■ **Task instructions**
Decide whether each statement agrees with the text below on the Steele's Bayou expedition. Answer yes or no for each, and quote the deciding words of the text exactly.
1. The naval flotilla entered Steele's Bayou on March 14, 1863.
2. Getting through Steele's Bayou proved impossible for the vessels.
3. The Union force was stopped within 1.5 mi of the Rolling Fork.

■ **Excerpt provided**
- Steele's Bayou expedition: Part of the American Civil War
| Date | March 14–27, 1863 |
| Location | Northwestern Mississippi |
| Result | Confederate victory |

Belligerents
- United States (Union): CSA (Confederacy)

Commanders and leaders
- Rear Admiral David D. Porter, USN Major General William T. Sherman, USA: Colonel Winfield S. Featherston, CSA

Strength
- 5 gunboats 4 mortar rafts 2 brigades: 1 brigade (2,500 men)

= Steele's Bayou expedition =

Action of the American Civil War

The Steele's Bayou expedition was a joint operation of Major General Ulysses S. Grant's Army of the Tennessee and Rear Admiral David D. Porter's Mississippi River Squadron, conducted as a part of the Vicksburg campaign of the American Civil War. Its aim was to move Union forces from the Mississippi River to a point on the Yazoo River upstream of Confederate Lieutenant General John C. Pemberton's defenses of Vicksburg. To avoid enemy artillery in place on the bluffs to the east of the city, the expedition would leave the Yazoo and proceed indirectly on a route through a series of waterways in the flood plain to the east of the Mississippi.

The army and navy contingents of the expedition moved separately, although their movements were coordinated. The naval flotilla moved into Steele's Bayou on March 14, 1863. Two army transports followed them on the opening leg; others were to come later if the route were to prove satisfactory. Traversing Steele's Bayou was not particularly difficult, but the second leg, along Deer Creek, proved impossible. The waterway, narrow and with frequent turns, forced the vessels to move at snail's pace. Exploiting this, the Rebels further impeded progress by felling trees across the stream, and brought the Union force to a halt within 1.5 mi of the Rolling Fork. The flotilla would have retreated, but Confederate troops got in their rear on Deer Creek and began felling trees there also.

■ **Data listing**
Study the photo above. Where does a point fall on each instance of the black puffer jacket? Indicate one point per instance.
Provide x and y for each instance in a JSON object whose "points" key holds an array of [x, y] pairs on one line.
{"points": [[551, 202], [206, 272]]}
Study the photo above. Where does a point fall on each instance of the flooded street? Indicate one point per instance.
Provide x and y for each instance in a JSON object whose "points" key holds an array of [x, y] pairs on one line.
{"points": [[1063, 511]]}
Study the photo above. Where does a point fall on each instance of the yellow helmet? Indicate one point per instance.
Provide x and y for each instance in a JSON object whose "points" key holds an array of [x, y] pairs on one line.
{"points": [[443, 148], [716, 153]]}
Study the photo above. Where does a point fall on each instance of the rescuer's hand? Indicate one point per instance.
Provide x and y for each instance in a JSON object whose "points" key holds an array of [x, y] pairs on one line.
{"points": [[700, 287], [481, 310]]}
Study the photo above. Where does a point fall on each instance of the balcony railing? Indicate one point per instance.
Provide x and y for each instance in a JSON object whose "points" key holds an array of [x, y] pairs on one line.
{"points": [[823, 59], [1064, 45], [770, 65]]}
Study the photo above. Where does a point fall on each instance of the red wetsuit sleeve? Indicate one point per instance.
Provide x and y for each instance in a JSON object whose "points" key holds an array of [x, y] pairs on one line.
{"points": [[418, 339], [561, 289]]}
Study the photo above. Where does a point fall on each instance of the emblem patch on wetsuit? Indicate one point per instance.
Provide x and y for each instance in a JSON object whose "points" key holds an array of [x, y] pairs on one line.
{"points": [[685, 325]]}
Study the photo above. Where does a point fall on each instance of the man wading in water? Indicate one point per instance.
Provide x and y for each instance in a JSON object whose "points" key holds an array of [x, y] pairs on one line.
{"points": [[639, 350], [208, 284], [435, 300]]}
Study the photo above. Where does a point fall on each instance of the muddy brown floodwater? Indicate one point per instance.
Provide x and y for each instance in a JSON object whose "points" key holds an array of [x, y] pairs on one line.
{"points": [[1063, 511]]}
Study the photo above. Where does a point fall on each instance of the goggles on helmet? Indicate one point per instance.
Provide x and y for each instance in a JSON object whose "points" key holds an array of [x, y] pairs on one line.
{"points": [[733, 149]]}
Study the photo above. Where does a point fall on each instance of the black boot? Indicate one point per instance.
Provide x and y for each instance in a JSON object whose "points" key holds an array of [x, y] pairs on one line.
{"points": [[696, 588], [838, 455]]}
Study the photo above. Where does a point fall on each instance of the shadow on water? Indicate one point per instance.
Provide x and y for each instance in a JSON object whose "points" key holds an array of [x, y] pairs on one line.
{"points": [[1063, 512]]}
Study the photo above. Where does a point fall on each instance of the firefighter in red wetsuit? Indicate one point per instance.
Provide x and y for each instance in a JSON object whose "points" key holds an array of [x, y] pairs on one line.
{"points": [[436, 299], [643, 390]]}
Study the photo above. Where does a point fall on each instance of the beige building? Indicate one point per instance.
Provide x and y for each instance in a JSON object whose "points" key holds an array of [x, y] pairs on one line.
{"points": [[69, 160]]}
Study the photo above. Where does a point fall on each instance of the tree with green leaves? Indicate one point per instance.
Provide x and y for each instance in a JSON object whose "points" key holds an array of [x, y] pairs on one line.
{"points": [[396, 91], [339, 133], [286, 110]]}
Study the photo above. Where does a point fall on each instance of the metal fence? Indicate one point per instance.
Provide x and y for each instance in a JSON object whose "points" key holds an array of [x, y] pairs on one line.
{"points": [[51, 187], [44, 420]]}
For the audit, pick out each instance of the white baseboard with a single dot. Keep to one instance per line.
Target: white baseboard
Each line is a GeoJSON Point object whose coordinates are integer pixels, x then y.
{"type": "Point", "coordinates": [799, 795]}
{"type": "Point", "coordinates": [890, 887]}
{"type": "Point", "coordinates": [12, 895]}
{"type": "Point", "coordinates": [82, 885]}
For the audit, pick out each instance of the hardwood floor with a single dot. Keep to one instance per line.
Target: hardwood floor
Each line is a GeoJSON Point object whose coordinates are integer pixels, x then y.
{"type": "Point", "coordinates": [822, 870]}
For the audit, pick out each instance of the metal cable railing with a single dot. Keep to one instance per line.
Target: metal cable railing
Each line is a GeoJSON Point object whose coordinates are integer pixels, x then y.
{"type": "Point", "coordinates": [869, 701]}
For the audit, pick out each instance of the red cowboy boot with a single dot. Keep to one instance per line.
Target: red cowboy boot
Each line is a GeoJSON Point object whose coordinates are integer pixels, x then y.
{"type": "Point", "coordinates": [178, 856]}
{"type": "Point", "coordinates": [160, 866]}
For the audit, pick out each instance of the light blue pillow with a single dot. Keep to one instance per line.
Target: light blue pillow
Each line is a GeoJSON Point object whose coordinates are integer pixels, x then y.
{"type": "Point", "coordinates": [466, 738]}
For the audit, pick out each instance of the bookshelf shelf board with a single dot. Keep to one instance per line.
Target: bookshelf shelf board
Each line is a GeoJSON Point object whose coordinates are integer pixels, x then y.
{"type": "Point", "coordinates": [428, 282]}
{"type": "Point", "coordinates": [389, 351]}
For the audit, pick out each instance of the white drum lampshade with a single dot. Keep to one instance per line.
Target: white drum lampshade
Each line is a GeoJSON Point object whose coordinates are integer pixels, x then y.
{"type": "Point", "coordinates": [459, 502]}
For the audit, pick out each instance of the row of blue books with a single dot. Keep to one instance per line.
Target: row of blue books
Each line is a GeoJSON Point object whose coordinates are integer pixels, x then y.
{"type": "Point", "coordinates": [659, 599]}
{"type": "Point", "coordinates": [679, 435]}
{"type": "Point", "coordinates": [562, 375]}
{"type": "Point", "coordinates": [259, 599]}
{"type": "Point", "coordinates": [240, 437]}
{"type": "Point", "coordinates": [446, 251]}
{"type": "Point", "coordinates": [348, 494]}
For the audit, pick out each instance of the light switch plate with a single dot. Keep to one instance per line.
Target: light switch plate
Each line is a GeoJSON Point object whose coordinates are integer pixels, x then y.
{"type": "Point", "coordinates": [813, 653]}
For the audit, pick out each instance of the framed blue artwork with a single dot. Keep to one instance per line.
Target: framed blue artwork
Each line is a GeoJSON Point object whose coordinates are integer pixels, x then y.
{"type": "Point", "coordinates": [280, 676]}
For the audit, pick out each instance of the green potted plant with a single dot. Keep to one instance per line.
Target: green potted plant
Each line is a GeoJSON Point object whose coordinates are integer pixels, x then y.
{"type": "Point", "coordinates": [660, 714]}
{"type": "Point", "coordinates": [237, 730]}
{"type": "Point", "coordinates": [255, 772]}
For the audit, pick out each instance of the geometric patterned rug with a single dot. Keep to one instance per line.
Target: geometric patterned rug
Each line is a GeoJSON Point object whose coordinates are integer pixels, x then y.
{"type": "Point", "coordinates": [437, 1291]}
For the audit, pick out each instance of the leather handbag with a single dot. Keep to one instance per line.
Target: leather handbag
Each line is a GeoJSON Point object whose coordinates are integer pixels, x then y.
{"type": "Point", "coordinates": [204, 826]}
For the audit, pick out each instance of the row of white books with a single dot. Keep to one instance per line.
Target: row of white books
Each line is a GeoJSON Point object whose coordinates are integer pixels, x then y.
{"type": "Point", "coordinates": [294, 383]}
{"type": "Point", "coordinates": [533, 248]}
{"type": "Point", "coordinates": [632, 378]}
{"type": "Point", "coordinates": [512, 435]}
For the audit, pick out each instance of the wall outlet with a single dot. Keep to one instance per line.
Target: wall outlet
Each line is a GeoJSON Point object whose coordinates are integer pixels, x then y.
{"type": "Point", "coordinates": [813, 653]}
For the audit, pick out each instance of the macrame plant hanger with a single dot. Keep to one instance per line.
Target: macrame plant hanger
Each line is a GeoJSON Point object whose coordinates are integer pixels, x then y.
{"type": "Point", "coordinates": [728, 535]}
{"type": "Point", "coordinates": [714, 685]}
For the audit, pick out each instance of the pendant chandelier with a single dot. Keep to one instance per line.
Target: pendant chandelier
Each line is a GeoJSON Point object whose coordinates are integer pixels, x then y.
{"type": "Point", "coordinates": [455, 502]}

■ **Result**
1. Yes: "The naval flotilla moved into Steele's Bayou on March 14, 1863."
2. No: "Traversing Steele's Bayou was not particularly difficult, but the second leg, along Deer Creek, proved impossible."
3. Yes: "brought the Union force to a halt within 1.5 mi of the Rolling Fork"